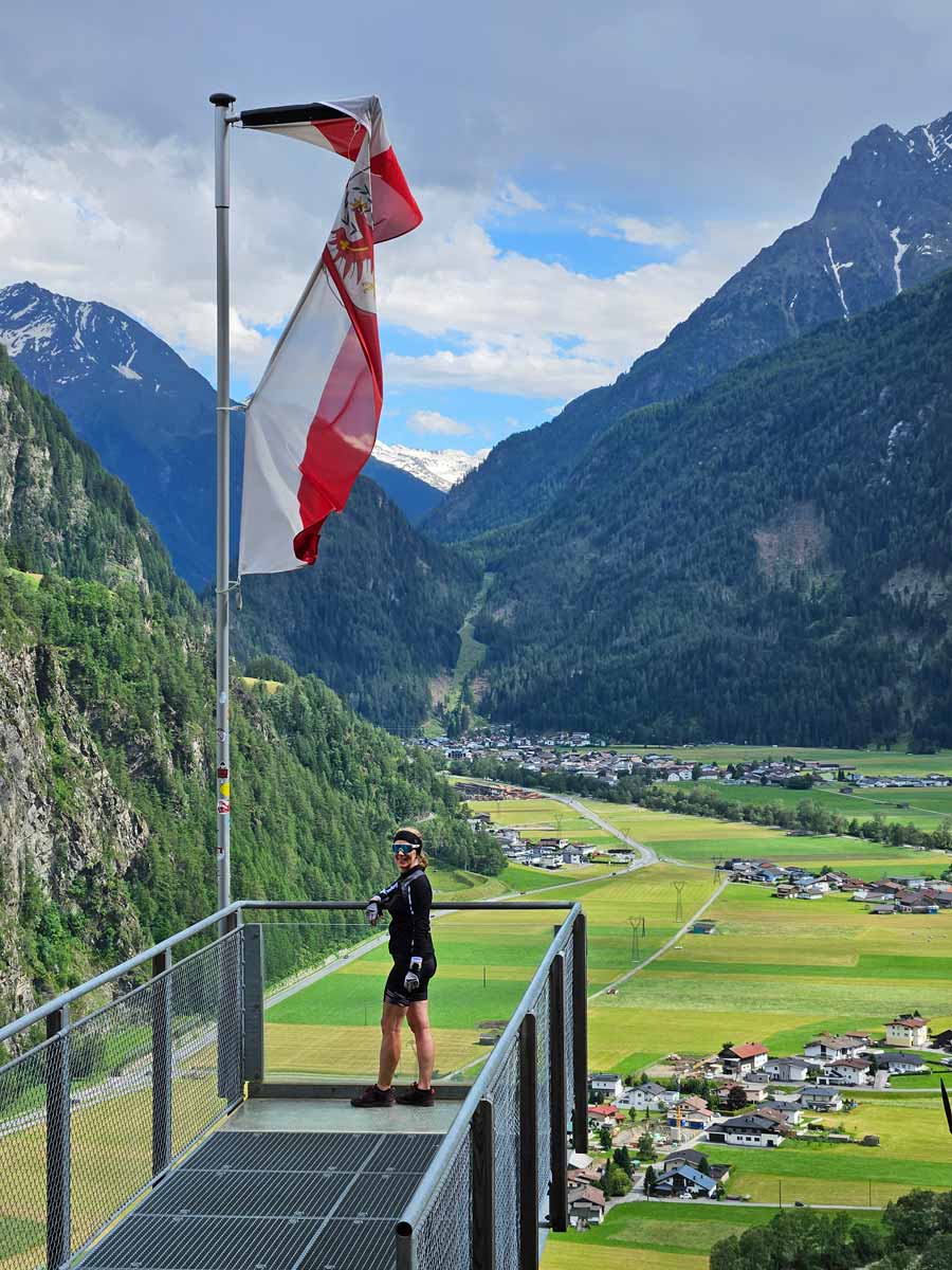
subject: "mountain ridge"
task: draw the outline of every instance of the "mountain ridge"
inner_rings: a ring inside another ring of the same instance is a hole
[[[873,128],[840,160],[810,220],[784,230],[613,384],[495,446],[424,530],[459,541],[534,516],[628,411],[702,389],[748,357],[927,281],[952,263],[949,204],[952,112],[905,135]]]
[[[154,331],[119,309],[33,282],[0,287],[0,344],[53,398],[103,465],[128,485],[180,577],[215,578],[215,389]],[[244,415],[231,417],[231,536],[237,546]],[[374,479],[411,519],[442,494],[413,471],[371,457]]]
[[[952,729],[952,271],[605,429],[501,533],[484,711],[626,739]]]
☆ ☆ ☆ ☆
● **TO DO**:
Please write out the data above again with every "mountain ridge" changed to "mountain crest" and everything else left as it is. Leave out the picture.

● **SOLUTION**:
subject: "mountain crest"
task: draw the outline of every instance of the "mountain crest"
inner_rings: a ring inside another ring of the same instance is a hole
[[[873,128],[840,160],[810,220],[784,230],[613,384],[495,446],[424,530],[459,541],[534,516],[628,411],[702,389],[748,357],[927,281],[952,263],[949,204],[952,112],[905,135]]]
[[[154,331],[119,309],[33,282],[0,287],[0,344],[53,398],[103,465],[128,485],[180,577],[215,578],[215,389]],[[244,415],[231,417],[231,536],[237,546]],[[374,479],[411,519],[442,494],[413,471],[371,457]]]
[[[952,729],[952,271],[605,429],[501,533],[484,711],[626,739]]]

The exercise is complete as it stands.